My PhD thesis broadly explores how a firm responds to a changing environment in international trade through three distinct topics. I examine how firms adjust their technology investment to foreign competition and demand, and how firm performance is affected by a global trade policy shock. And I investigate the dynamics of firms’ choices of invoicing currencies for exports over time.

My first chapter studies how the choices of individual firms contribute to the dominance of a currency in global trade. Using a detailed administrative dataset for UK exporters’ extra-EU trade over 2010-2016, we document strong evidence of two mechanisms that promote the use of a dominant currency: (1) prior experience: the probability that a firm invoices its exports to a new market in a dominant currency is increasing in the number of years the firm has used the dominant currency in its existing markets; (2) strategic complementarities: a firm is more likely to invoice its exports in the currency chosen by the majority of its competitors in a foreign destination market to stabilize its residual demand in that market. We show that the introduction of a fixed managerial cost into a model of invoicing currency choice yields dynamic paths of currency choice that match our empirical findings. We argue that these channels reinforce one another to drive and sustain dollar dominance in international trade.

CHALLENGE 1 → Reproduce everything in the thesis summary from "My PhD thesis" down to "exports over time.".
CHALLENGE 2 → According to the thesis summary, what kind of cost is introduced into the model of invoicing currency choice?

INFORMATION PROVIDED →
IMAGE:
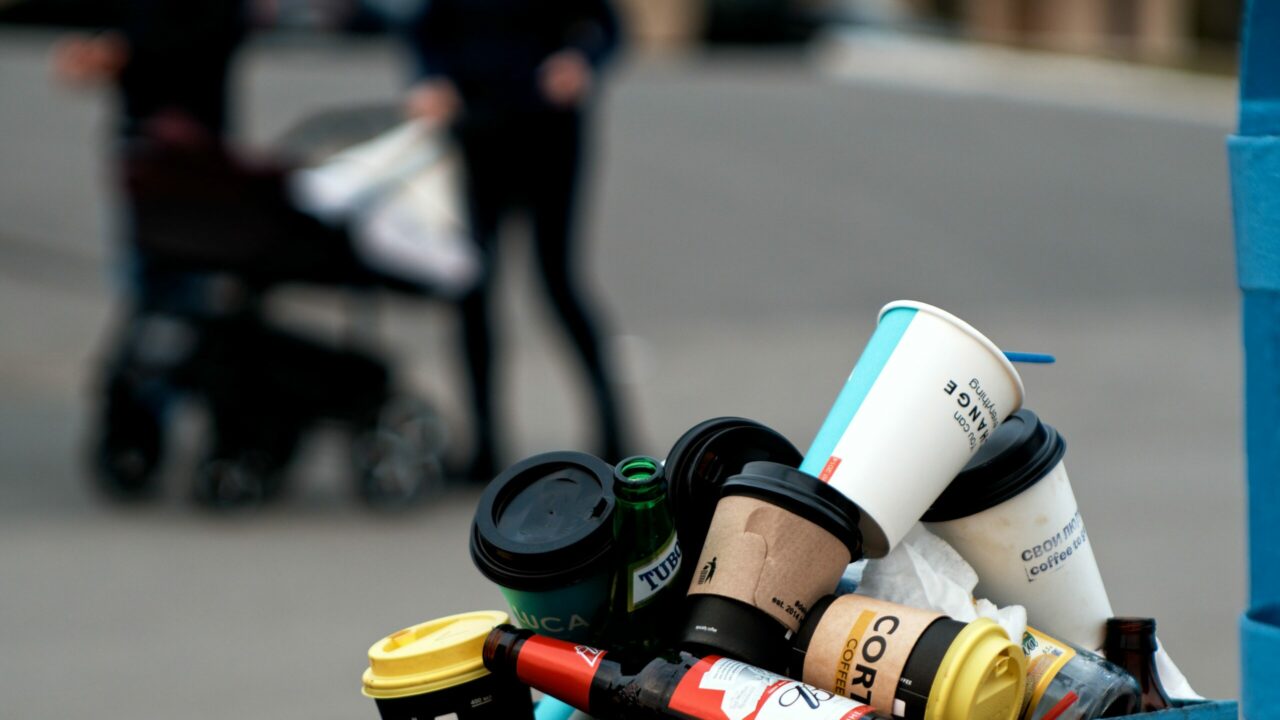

EXPECTED ANSWER 1 →
My PhD thesis broadly explores how a firm responds to a changing environment in international trade through three distinct topics. I examine how firms adjust their technology investment to foreign competition and demand, and how firm performance is affected by a global trade policy shock. And I investigate the dynamics of firms’ choices of invoicing currencies for exports over time.

EXPECTED ANSWER 2 → A fixed managerial cost.